## BAGIAN DOKUMEN
§ §
PKS Kabupaten Tangerang
Ahmad Heryawan
Sepanjang sejarah, hubungan antara ulama dengan umara penuh dinamika. Ada masanya, antara ulama dengan umara saling berseberangan dan bahkan terlibat konflik. Contohnya terjadi pada masa khalifah Yazid bin Mu'awiyah. Masa gelap benar - benar terjadi hingga terjadi eksekusi besar - besaran terhadap sejumlah shahabat dan para ulama Madinah. Ada kalanya terjadi kerjasama dan saling mendukung. Contohnya terjadi pada masa khalifah Harun Al Rasyid. Beliau begitu hormat pada Imam Malik dan bahkan pernah meminta agar kitab Al Muwatha' digantung di Ka'bah sebagai simbol penyatuan umat dalam satu mazhab. Tapi adapula masanya antara ulama dengan umara menyatu. Contohnya terjadi pada masa khalifah Umar bin Abdul Azis. Karena Umar bin Abdul Azis adalah ulama yang menjadi Umara.
§ §
## BAHAN YANG DIBERIKAN
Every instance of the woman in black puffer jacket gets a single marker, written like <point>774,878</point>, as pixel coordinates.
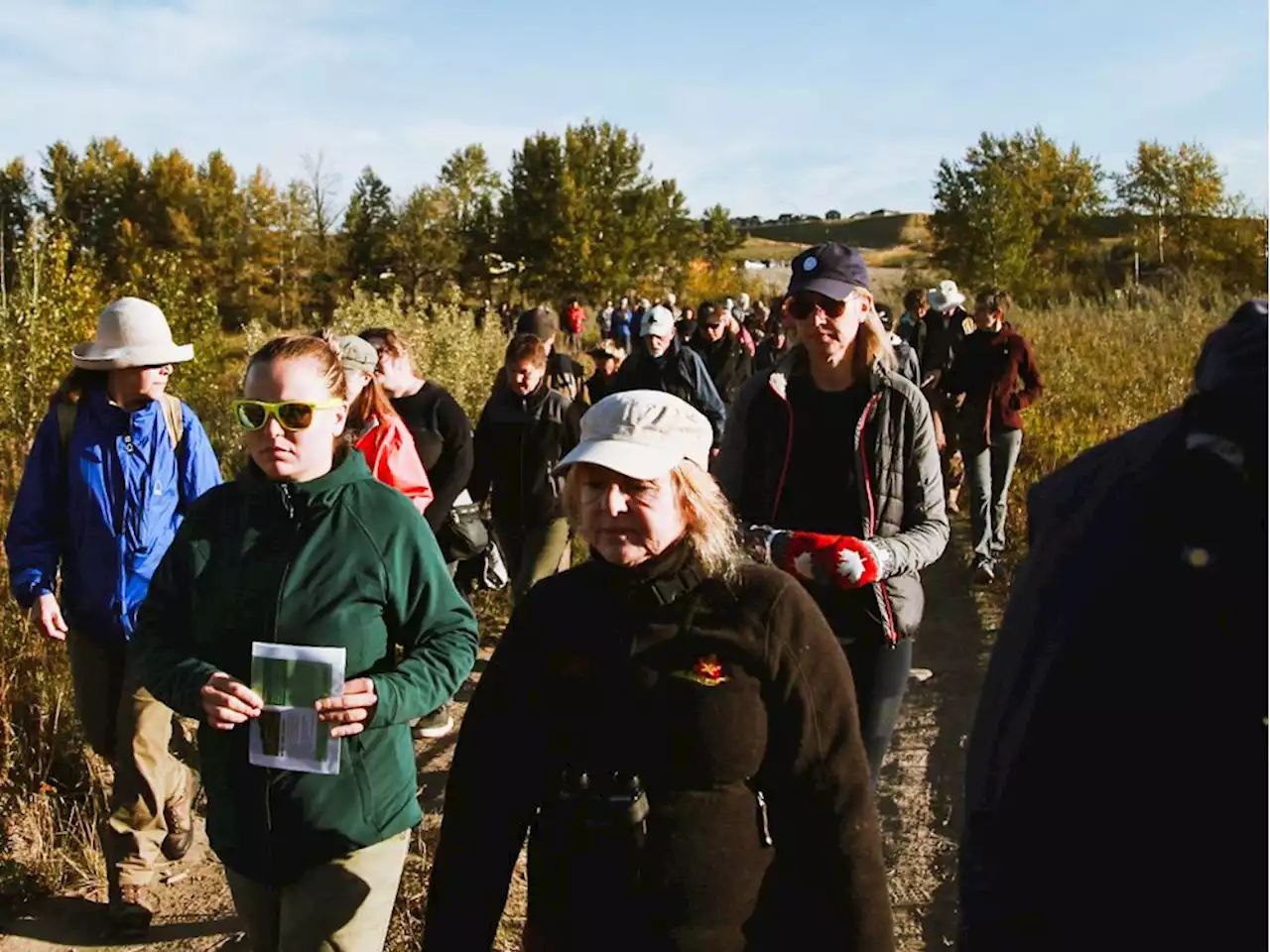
<point>674,726</point>
<point>524,431</point>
§ §
## RUMUSAN SOAL
Bagaimana lanjutan teks tentang hubungan ulama dengan umara di atas, dimulai tepat setelah kalimat terakhirnya?

## JAWABAN YANG DIHARAPKAN
Tentang kapasitas khalifah Umar bin Abdul Azis selaku ulama, tidak perlu diragukan lagi. Kesaksian para guru - gurunya terhadap beliau sungguh mencengangkan seperti halnya : "Dulu dia datang kepada kami untuk menuntut ilmu. Sekarang gantian kami yang menuntut ilmu kepadanya". Anas bin Malik ra (pembantunya rasulullah saw) berkata bahwa bacaan dan cara shalatnya Umar bin Abdul Azis sangat mirip dengan rasulullah. Imam Ahmad bin Hambal juga berkata bahwa "Mujaddid abad pertama adalah Umar bin Abdul Azis. Sedang mujaddid abad kedua adalah Imam Syafi'i. Namun pada akhirnya, kita lebih mengenal beliau dalam kapasitasnya sebagai khalifah. Dan tidak tanggung - tanggung, beliau bahkan disebut - sebut oleh sebagian pihak sebagai "khalifah kelima" dari khulafaur rasyidin. Karena masa kepemimpinannya mengingatkan orang - orang dengan suasana dibawah kepemimpinan khulafaur rasyidin.

Umar bin Abdul Azis menjabat sebagai khalifah hanya sebentar, yakni 2,5 tahun. Sebelumnya, beliau pernah menjabat sebagai Gubernur di Madinah. Kita bisa memberikan beberapa cacatan penting atas kiorah beliau selama masa kepemimpinannya, diantaranya ; (1) Menolak fasilitas kenegaraan dan memilih hidup zuhud, (2) Menjauhkan diri dan keluarganya dari segala kemewahan, (3) Menghadirkan keadilan kepada rakyat tanpa pandang bulu, (4) Menghapus peraturan negara yang dilandasi kezhaliman, (5) Tercapainya kemakmuran secara merata hingga kesulitan mencari mustahik, (6) Menghapus tradisi caci maki terhadap 'Ali dan keluarganya, (7) Mampu mengubah percakapan masyarakat, dari percakapan seputar urusan duniawi menjadi percakapan seputar agama dan akherat, dan yang terpenting adalah (8) Para ulama banyak yang datang ke rumah dan istananya. Padahal pada periode sebelumnya, para ulama sangat menjauhi dan bahkan berpaling dari istana. Ya maklum saja, soalnya yang jadi umara memang rekan sejawatnya sesama ulama juga, bahkan pimpinannya para ulama dimasanya.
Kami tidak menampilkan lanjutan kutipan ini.